- _What this task involves_:
Can you put each line of the records below into a Markdown table with two columns, Row and Line, numbering the rows and leaving out blank lines?
[start of Excerpted data]
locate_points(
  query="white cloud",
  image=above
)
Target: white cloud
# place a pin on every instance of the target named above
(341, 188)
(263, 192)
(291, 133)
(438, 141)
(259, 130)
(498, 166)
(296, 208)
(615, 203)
[end of Excerpted data]
- _Solved exercise_:
| Row | Line |
|---|---|
| 1 | locate_points( |
| 2 |   query="white cloud", |
| 3 |   image=above |
| 4 | ) |
| 5 | Target: white cloud |
| 6 | # place a pin on every instance of the target named above |
| 7 | (341, 188) |
| 8 | (263, 192) |
| 9 | (291, 133) |
| 10 | (438, 141) |
| 11 | (259, 130) |
| 12 | (498, 166) |
| 13 | (296, 208) |
| 14 | (615, 203) |